──────── Dataset excerpts

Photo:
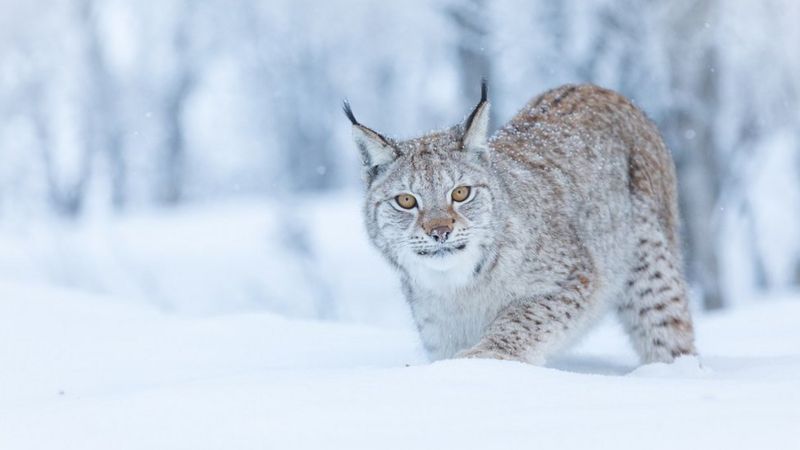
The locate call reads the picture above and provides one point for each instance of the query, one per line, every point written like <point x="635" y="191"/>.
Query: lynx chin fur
<point x="509" y="246"/>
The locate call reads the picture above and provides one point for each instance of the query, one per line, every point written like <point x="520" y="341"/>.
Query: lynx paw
<point x="484" y="353"/>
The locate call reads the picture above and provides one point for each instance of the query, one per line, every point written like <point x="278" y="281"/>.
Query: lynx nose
<point x="440" y="233"/>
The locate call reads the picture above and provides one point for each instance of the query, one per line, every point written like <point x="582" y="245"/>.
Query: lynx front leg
<point x="531" y="330"/>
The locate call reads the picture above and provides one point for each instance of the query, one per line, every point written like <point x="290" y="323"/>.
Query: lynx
<point x="509" y="246"/>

────────────────

Exercise directions -
What is needed is every entry above, repeated exactly, with the pictures dropped.

Completed exercise -
Photo:
The locate call reads the picture above and provides one point for each instance of the query, one per line, every point written like <point x="635" y="191"/>.
Query: lynx chin fur
<point x="509" y="246"/>
The locate call reads the picture above and provides one point for each instance of the query, one per line, every point written like <point x="520" y="341"/>.
Query: lynx paw
<point x="484" y="353"/>
The locate call reads the picture above and provides one point for each instance of the query, one per line, every point written like <point x="278" y="281"/>.
Query: lynx nose
<point x="440" y="233"/>
The locate call reads the picture above and provides one point for each instance of the query, one per line, every point written like <point x="582" y="245"/>.
Query: lynx front leg
<point x="531" y="330"/>
The locate call reads the picture above and provides one point for each instance of the query, one per line, every point written like <point x="290" y="323"/>.
Query: lynx
<point x="509" y="246"/>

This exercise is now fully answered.